Whenever a line of the material contains the string "waterfall", it should be copied.

- **Data supplied**
------------------------------
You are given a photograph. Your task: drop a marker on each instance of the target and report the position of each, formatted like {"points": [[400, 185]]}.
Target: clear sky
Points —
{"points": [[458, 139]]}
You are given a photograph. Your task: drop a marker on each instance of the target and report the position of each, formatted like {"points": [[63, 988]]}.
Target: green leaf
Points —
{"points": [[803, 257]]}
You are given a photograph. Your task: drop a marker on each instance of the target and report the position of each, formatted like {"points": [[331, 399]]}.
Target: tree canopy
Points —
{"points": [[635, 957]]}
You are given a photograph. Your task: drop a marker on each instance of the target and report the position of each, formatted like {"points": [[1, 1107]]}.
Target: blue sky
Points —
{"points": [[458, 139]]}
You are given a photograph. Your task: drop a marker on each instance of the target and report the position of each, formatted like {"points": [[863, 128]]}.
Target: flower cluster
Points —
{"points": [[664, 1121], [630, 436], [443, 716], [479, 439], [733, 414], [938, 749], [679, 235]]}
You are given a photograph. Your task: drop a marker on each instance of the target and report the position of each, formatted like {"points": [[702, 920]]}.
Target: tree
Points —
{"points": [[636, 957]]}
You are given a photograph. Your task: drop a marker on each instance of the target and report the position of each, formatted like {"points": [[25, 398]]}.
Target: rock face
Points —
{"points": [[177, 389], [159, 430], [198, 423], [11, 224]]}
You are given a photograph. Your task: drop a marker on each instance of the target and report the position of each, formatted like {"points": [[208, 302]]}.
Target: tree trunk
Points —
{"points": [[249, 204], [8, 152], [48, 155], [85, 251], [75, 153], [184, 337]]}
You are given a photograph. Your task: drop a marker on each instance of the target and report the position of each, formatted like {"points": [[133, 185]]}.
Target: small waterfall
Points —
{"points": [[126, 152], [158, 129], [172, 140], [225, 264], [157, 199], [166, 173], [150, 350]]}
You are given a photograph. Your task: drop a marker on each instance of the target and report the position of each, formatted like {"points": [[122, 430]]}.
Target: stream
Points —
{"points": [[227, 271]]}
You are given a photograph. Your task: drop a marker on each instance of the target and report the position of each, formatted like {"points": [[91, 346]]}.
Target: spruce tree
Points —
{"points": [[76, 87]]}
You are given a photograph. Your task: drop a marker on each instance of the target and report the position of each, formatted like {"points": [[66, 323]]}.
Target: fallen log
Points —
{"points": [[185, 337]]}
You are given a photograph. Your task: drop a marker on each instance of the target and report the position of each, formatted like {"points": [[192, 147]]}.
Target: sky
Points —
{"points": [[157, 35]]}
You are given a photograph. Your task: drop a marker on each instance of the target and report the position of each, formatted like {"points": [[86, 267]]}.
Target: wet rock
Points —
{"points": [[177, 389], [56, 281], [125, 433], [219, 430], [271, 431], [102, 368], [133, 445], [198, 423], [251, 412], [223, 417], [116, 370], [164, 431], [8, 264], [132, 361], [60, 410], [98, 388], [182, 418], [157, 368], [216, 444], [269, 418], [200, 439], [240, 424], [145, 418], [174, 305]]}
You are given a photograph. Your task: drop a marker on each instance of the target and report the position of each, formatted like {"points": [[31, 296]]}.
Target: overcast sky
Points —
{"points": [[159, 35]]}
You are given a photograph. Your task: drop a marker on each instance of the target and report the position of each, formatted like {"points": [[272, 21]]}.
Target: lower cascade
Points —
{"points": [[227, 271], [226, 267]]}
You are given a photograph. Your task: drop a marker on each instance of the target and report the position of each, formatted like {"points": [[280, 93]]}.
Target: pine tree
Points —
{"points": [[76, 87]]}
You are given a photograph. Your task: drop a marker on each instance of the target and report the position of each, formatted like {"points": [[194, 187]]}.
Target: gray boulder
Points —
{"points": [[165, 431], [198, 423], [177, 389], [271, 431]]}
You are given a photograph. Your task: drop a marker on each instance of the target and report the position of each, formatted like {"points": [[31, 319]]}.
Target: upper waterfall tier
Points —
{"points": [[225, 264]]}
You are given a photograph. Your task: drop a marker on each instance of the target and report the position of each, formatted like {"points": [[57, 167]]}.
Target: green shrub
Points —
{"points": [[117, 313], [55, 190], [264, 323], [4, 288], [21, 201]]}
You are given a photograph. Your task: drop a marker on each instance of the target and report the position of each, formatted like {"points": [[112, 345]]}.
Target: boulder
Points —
------------------------------
- **Result**
Target: small waterfall
Target: upper waterfall tier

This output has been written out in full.